[PETUNJUK TUGAS] Lanjutkan tulisan tentang kesabaran saat kehilangan orang tercinta, mulai dari setelah kalimat terakhirnya.

[BAGIAN DOKUMEN]
--

عَنْ أَبِي مُوسَى الْأَشْعَرِيِّ قَالَ قَالَ رَسُولُ اللَّهِ صَلَّى اللَّهُ عَلَيْهِ وَسَلَّمَ قَالَ اللَّهُ تَعَالَى يَا مَلَكَ الْمَوْتِ قَبَضْتَ وَلَدَ عَبْدِي قَبَضْتَ قُرَّةَ عَيْنِهِ وَثَمَرَةَ فُؤَادِهِ قَالَ نَعَمْ قَالَ فَمَا قَالَ قَالَ حَمِدَكَ وَاسْتَرْجَعَ قَالَ ابْنُوا لَهُ بَيْتًا فِي الْجَنَّةِ وَسَمُّوهُ بَيْتَ الْحَمْدِ

Artinya: “Allah SWT berfirman kepada Malaikat Maut, sudahkah engkau cabut nyawa anak kesangan dan permatahati hamba-Ku?, Malaikat menjawab: ‘sudah’. Allah bertanya: ‘Apa yang diucapkan hamba-Ku’. Malaikat menjawab: ‘hamba-Mu memuji-Mu dan ber-Istirja’ (mengucapkan Innalillahi wainnaa ilaihi raaji’uun). Kemudian Allah SWT berfirman: ‘Bangunkan rumah di surga untuknya dan berilah nama rumah itu dengan baitul hamdi.”(H.R. Imam Ahmad, 18893).
Kebanyakan hadits menyebutkan anak-anak saja yang dianggap orang-orang kesayangan. Karena memang secara umum anak-anak adalah kesayangan dan permati hati setiap orang tua, apabila buahhatinya hilang tentu menimbulkan kesedihan yang amat mendalam. Namun semua orang yang dicintai adalah termasuk dalam golongan ini, baik anak, bapak, ibu, suami, istri dan orang-orang dekat yang dicintainya.
Rasa cinta seseorang memang sangat mempengaruhi kehidupannya. Namun janganlah cinta kepada sang buah hati menjadikan lupa diri. Cinta yang berlebihan akan menyebabkan seseorang sangat bergantung kepadanya. Ketergantungan dan kecenderungan tersebut bisa melebihi ketergantungannya kepada Allah SWT. Apabila hal ini yang sudah terjadi maka akan menjadi sebab kesengsaraan, adzab dan kecelakaan. Betapa banyak orang-orang besar binasa karena ulah orang-orang yang dicintainya.
Barangsiapa bergantung kepada Allah SWT, cinta karena-Nya dan mendekatkan diri kepada-Nya, maka Allah SWT akan memuliakan dan mengangkatnya. Kita tidak tahu apakah orang-orang yang sangat kita cintai itu baik dan bermanfaat. Terkadang orang-orang yang kita cintai tersebut justru membuat bencana. Karena ini cinta yang paling utama adalah apabila disandarkan kepada Allah SWT. Ingatlah Nuh yang anak tercintanya mati tenggelam dalam banjir, namun dia tetap sabar dan berharap imbalan lebih baik dari Allah SWT dan dia tidak berputus asa. Demikian pula Nabi Muhammad SAW yang ditinggal oleh pamannya, dia tetap optimis berjuang menghadapi rintangan dan terus memohon pertolongan kepada Allah SWT dan akhirnya sukses membawa sinar keimanan di dunia.

--

[Entri penunjuk objek berlabel]
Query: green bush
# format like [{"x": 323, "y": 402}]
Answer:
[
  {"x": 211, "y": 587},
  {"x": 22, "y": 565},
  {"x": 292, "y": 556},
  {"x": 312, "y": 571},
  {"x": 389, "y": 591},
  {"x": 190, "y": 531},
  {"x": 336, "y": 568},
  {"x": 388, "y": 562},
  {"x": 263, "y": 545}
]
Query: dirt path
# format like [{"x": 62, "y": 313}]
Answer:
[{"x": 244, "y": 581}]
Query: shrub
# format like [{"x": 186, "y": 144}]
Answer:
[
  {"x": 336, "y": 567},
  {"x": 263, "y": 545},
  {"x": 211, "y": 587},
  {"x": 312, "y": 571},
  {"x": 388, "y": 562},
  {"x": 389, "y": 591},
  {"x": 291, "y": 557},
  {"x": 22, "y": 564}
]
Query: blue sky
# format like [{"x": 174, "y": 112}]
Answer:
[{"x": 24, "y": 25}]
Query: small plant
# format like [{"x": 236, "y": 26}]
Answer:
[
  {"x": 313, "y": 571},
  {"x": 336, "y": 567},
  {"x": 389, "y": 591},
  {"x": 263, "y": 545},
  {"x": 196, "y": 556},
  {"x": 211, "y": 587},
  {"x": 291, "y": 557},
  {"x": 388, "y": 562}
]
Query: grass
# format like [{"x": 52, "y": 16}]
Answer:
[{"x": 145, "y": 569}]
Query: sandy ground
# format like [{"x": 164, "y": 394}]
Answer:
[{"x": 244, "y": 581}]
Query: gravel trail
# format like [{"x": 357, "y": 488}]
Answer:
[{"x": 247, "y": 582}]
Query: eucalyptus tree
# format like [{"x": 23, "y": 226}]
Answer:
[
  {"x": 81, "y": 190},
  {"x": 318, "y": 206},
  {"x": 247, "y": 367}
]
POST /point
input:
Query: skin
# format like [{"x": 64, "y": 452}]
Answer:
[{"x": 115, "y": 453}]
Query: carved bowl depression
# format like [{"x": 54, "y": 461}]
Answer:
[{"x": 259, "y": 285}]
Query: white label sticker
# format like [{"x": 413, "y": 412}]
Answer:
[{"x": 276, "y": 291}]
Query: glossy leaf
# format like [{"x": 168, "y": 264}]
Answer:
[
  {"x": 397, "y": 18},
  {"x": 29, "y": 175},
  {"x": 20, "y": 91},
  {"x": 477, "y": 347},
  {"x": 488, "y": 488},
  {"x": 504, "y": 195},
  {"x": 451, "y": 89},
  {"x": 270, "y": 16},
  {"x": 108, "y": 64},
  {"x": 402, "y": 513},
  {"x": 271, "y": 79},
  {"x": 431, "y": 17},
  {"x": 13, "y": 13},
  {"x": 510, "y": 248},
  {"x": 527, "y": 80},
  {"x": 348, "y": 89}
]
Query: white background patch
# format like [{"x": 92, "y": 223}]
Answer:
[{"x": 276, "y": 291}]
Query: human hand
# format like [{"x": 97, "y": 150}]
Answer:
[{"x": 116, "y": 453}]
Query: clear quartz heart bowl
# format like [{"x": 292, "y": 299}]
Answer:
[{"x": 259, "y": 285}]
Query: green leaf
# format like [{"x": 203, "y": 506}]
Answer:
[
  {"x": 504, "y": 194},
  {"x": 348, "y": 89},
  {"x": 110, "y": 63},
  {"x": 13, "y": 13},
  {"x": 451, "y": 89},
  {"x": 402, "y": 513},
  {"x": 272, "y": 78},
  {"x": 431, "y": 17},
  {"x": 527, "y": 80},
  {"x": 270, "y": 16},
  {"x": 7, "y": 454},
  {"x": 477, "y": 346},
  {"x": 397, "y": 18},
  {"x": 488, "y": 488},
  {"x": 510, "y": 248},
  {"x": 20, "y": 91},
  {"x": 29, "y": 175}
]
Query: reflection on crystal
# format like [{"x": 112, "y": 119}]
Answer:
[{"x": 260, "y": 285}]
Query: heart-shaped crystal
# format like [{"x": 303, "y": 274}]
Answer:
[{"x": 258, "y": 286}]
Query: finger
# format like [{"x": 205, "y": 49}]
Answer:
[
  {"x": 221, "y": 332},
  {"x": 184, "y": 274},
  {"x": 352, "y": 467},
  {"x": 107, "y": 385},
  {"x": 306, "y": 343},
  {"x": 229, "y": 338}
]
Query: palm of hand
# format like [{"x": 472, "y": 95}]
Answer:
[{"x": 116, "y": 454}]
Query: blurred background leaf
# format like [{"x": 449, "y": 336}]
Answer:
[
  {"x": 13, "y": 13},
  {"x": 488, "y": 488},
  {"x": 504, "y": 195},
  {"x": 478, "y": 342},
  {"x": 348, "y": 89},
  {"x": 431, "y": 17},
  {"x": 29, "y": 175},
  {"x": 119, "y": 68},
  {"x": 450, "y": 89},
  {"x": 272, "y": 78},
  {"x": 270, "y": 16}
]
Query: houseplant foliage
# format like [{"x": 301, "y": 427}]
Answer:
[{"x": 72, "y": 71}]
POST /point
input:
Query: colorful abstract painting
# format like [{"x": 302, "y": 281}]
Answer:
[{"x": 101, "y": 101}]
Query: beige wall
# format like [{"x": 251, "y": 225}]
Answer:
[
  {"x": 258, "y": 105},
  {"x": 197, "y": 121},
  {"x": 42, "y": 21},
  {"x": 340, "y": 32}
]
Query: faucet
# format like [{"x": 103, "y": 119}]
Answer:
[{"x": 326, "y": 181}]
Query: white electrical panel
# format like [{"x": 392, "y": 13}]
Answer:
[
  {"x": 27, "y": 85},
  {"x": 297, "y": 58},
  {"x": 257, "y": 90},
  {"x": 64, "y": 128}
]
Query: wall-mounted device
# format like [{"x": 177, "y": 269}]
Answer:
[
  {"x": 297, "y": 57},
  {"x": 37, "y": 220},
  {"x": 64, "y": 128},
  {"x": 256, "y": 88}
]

--

[SOAL TERJAWAB]
Kematian bukanlah suatu siksaan. Bahkan kematian bagi orang mukmin adalah bagian dari sebuah hadiah. Rasulullah SAW bersabda:

تحفة المؤمن الموت

“Hadiah orang mu’min adalah kematian.” (HR Thabrani dan al-Hakim)
Nabi SAW menegaskan hal ini karena dunia adalah penjara orang mu’min, sebab ia senantiasa berada di dunia dalam keadaan susah mengendalikan dirinya, menempa syahwatnya dan melawan syetannya. Dengan demikian, kematian baginya adalah pembebasan dari siksa ini, dan pembebasan tersebut merupakan hadiah bagi dirinya. Ketika kita sudah mengetahui bahwa kematian orang yang kita cintai, mungkin saja adalah sebuah hadiah dari Allah SWT, lalu tidak ada gunanya bagi orang yang ditinggal mati meratapi dan berkeluh kesah. Karena jika yang meninggal gembira menerima hadiah, tentu tidak pantas kita menangisinya.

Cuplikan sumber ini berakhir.